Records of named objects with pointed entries
⟨

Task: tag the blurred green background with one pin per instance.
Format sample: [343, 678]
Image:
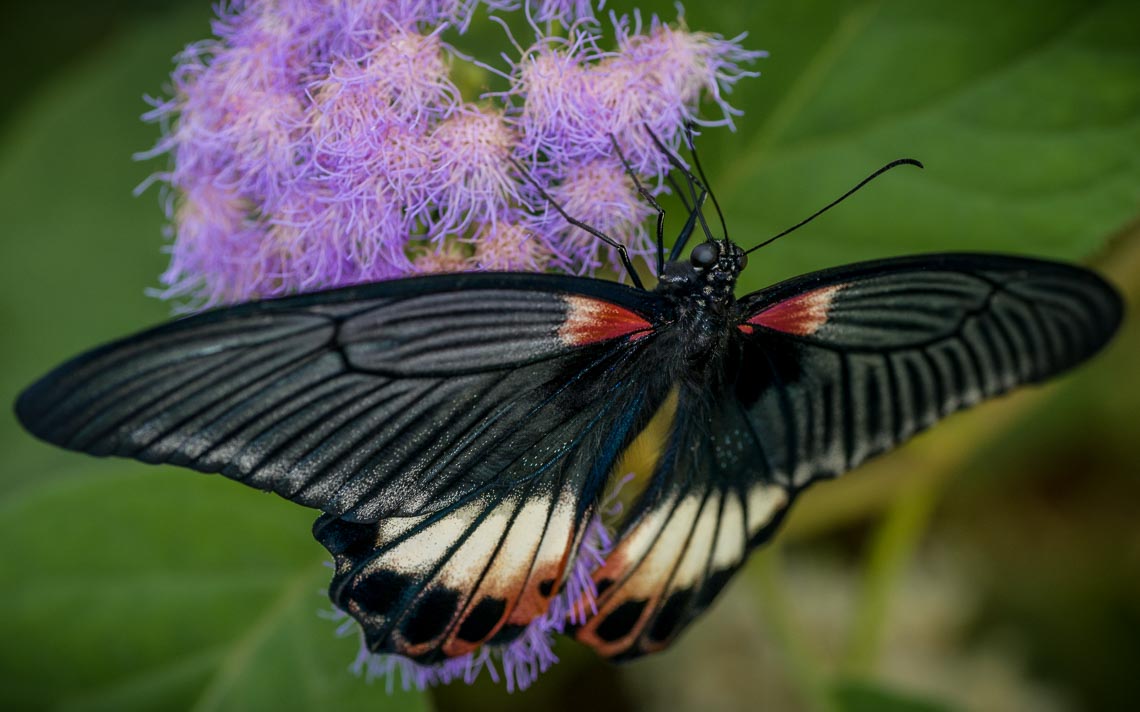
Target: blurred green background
[992, 564]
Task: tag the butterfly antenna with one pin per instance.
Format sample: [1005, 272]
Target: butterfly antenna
[693, 182]
[700, 171]
[623, 253]
[799, 224]
[677, 191]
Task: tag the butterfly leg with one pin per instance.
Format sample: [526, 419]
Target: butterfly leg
[623, 253]
[649, 197]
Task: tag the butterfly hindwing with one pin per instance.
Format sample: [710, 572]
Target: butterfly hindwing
[393, 399]
[820, 374]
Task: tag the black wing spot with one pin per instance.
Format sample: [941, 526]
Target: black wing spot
[621, 621]
[482, 619]
[379, 592]
[431, 616]
[604, 583]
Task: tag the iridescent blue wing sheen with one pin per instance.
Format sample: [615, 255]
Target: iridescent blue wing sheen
[819, 374]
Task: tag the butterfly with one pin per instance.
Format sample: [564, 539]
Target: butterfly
[456, 432]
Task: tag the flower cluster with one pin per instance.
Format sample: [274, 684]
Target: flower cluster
[318, 144]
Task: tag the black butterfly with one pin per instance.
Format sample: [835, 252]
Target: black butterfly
[456, 431]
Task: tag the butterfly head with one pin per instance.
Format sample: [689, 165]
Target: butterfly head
[716, 266]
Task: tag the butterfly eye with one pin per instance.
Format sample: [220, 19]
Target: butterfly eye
[705, 255]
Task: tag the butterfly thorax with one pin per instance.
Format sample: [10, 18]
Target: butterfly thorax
[708, 278]
[702, 292]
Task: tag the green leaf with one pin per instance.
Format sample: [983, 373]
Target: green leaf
[1026, 114]
[864, 696]
[128, 587]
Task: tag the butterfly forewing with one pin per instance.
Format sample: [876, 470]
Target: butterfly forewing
[820, 374]
[390, 399]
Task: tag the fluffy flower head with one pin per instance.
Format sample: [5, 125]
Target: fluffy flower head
[319, 144]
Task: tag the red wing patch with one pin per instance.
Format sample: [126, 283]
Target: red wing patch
[801, 314]
[589, 320]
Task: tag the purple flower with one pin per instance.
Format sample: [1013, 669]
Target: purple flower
[323, 144]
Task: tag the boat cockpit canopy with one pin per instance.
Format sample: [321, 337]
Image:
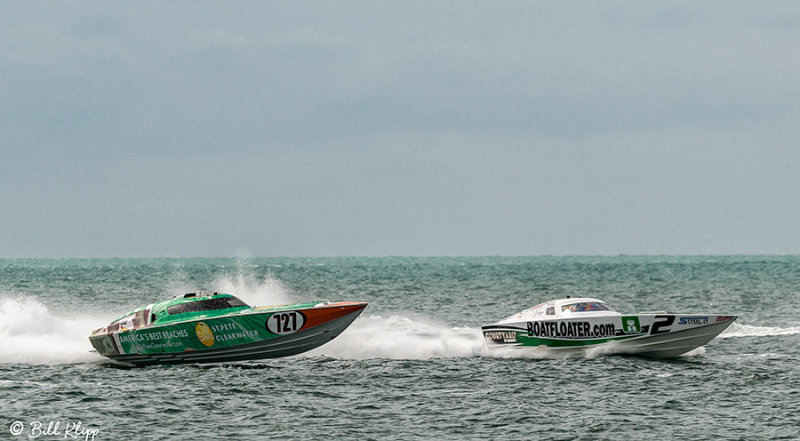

⟩

Directions: Identify every line in the records that contains the word "fluffy", matching case exactly, and copy each of those lines.

Solution:
Task: tag the fluffy flower head with one pin per instance.
Target: fluffy flower head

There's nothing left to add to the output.